## Task directions
Write out the material below line for line, changing nothing.

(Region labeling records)
+-------+

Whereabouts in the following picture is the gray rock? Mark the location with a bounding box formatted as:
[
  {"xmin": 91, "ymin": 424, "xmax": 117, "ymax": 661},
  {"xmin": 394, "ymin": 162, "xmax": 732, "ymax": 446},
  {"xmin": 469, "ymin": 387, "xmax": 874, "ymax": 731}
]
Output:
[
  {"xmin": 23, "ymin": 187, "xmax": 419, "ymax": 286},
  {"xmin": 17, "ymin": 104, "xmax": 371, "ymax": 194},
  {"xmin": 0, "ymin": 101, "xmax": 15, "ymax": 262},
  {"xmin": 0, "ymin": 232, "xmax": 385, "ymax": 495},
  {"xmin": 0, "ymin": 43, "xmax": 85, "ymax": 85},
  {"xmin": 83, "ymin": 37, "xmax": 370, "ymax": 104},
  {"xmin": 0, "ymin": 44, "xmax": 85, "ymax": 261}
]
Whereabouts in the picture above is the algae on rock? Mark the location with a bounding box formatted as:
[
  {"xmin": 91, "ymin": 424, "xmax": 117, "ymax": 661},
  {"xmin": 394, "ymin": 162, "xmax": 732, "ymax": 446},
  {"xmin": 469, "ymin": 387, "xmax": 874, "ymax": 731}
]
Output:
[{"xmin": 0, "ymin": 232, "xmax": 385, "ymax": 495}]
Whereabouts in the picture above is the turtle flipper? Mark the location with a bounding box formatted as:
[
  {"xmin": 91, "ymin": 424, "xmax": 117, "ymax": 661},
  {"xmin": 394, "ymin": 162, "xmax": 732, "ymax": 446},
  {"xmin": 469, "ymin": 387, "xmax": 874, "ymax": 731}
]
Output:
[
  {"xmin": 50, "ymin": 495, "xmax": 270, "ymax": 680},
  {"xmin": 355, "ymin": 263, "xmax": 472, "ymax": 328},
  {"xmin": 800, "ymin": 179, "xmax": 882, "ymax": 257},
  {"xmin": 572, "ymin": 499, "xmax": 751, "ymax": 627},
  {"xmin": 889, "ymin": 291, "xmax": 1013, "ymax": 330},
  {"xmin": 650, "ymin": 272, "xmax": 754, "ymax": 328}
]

+-------+

## Output for this exercise
Whereabouts in the following picture is the gray rock? Mark the location with a bounding box formatted as:
[
  {"xmin": 91, "ymin": 424, "xmax": 117, "ymax": 661},
  {"xmin": 394, "ymin": 162, "xmax": 732, "ymax": 446},
  {"xmin": 469, "ymin": 387, "xmax": 874, "ymax": 731}
]
Output:
[
  {"xmin": 23, "ymin": 187, "xmax": 419, "ymax": 286},
  {"xmin": 17, "ymin": 104, "xmax": 371, "ymax": 194},
  {"xmin": 0, "ymin": 101, "xmax": 15, "ymax": 262},
  {"xmin": 0, "ymin": 232, "xmax": 385, "ymax": 495},
  {"xmin": 0, "ymin": 43, "xmax": 85, "ymax": 85},
  {"xmin": 83, "ymin": 37, "xmax": 370, "ymax": 104},
  {"xmin": 0, "ymin": 44, "xmax": 85, "ymax": 261}
]
Whereabouts in the picture above is the algae on rock? Mark the location with a bounding box formatted as:
[
  {"xmin": 91, "ymin": 424, "xmax": 117, "ymax": 661},
  {"xmin": 394, "ymin": 162, "xmax": 732, "ymax": 446},
  {"xmin": 469, "ymin": 387, "xmax": 874, "ymax": 731}
]
Output:
[{"xmin": 0, "ymin": 232, "xmax": 385, "ymax": 495}]
Whereabouts in the picture above is the turtle flipper? Mark the location with a bounding box formatted as:
[
  {"xmin": 91, "ymin": 424, "xmax": 117, "ymax": 661},
  {"xmin": 394, "ymin": 162, "xmax": 732, "ymax": 446},
  {"xmin": 469, "ymin": 387, "xmax": 874, "ymax": 731}
]
Output:
[
  {"xmin": 50, "ymin": 495, "xmax": 270, "ymax": 680},
  {"xmin": 355, "ymin": 263, "xmax": 472, "ymax": 328},
  {"xmin": 800, "ymin": 179, "xmax": 882, "ymax": 257},
  {"xmin": 572, "ymin": 499, "xmax": 751, "ymax": 627},
  {"xmin": 889, "ymin": 291, "xmax": 1013, "ymax": 330},
  {"xmin": 650, "ymin": 272, "xmax": 754, "ymax": 328}
]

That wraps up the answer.